__과제 목표__:
아래 자료의 모든 줄을 한 글자도 바꾸지 말고 옮겨 적으십시오. 단, 그림은 답에 넣지 마십시오.

__추출 항목__:
•••••
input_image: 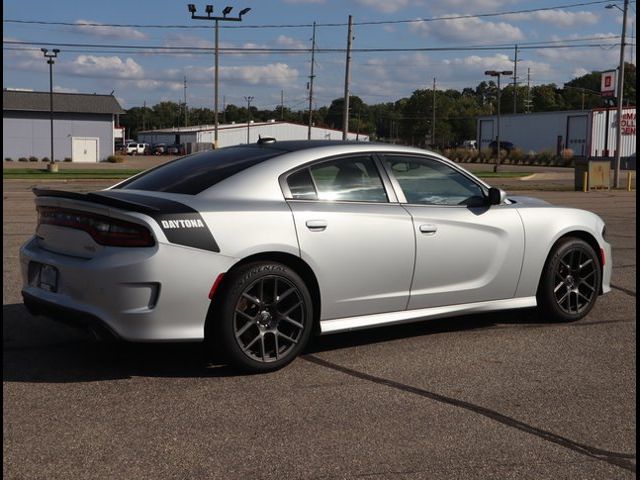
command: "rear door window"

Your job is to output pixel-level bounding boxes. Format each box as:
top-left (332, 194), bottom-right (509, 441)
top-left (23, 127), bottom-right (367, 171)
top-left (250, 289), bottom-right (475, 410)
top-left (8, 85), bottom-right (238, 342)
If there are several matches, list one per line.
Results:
top-left (287, 156), bottom-right (389, 203)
•••••
__과제 답변__:
input_image: 
command: "rear door window"

Your job is to output pixel-level bounding boxes. Format each box as:
top-left (332, 194), bottom-right (509, 441)
top-left (23, 127), bottom-right (367, 171)
top-left (250, 289), bottom-right (475, 410)
top-left (8, 85), bottom-right (238, 342)
If there are several matches, list one per line.
Results:
top-left (287, 156), bottom-right (389, 203)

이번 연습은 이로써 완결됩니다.